Teks Latihan >>

────────────────

Selain Wagub juga hadir Walikota Denpasar IB Dharmawijaya Mantra dan puluhan kolega serta sahabat seniman, budayawan, dan penyair.
Commemoration ini juga dirangkaikan dengan apresiasi budaya seperti music selonding, gender, piano klasik, dan repertoar music yang diciptakan Mari bersama suaminya untuk teater musical Sri Tanjung. Inilah pementasan besar terakhir yang diikuti Mari sebelum meninggal pada 4 Juli tahun lalu karena demam berdarah.
Salah satu repertoar Sri Tanjung yang dipentaskan malam itu adalah gending Rumaksa ing Wengi dari Ni Nyoman Candri. Diiringi music selonding dari Arti Foundation, gubahan yang dipentaskan mengiringi pentas Sri Tanjung.

────────────────

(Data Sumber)

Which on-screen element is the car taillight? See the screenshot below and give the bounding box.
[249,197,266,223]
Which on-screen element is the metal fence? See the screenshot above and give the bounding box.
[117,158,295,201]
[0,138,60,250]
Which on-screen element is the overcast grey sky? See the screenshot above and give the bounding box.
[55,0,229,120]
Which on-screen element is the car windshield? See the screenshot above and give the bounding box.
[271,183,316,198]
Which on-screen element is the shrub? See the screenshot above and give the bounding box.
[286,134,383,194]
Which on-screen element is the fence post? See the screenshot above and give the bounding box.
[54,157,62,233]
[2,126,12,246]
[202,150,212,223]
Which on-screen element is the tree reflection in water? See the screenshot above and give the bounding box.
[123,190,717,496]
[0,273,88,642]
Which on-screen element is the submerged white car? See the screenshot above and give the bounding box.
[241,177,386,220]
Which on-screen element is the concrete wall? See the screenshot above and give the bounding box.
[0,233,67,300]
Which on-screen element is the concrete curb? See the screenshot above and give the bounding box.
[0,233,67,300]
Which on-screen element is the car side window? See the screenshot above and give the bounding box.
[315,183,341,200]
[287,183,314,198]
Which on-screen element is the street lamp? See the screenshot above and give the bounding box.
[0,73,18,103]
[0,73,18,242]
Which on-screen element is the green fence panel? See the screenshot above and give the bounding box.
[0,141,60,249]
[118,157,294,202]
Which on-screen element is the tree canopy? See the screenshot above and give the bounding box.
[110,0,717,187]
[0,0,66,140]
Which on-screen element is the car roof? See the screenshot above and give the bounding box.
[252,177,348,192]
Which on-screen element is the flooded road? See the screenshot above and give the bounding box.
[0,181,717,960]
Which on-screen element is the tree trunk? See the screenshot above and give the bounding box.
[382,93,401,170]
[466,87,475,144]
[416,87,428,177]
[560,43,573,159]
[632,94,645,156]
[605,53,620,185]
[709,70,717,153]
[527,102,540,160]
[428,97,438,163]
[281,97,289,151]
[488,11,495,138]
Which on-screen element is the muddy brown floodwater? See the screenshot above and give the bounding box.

────────────────

Tugas 1 >>
Menurut teks latihan, apa penyebab Mari meninggal?
Tugas 2 >>
Ringkaslah teks latihan dalam dua kalimat.
Daftar tersebut sama sekali tidak digunakan di sini.

Hasil Tugas 1 >>
Demam berdarah.

Hasil Tugas 2 >>
Acara peringatan itu dihadiri Wagub, Walikota Denpasar IB Dharmawijaya Mantra, dan puluhan kolega serta sahabat seniman, budayawan, dan penyair. Acara itu dirangkaikan dengan apresiasi budaya seperti musik selonding, gender, piano klasik, dan repertoar musik ciptaan Mari bersama suaminya untuk teater musikal Sri Tanjung, termasuk gending Rumaksa ing Wengi dari Ni Nyoman Candri yang diiringi musik selonding dari Arti Foundation.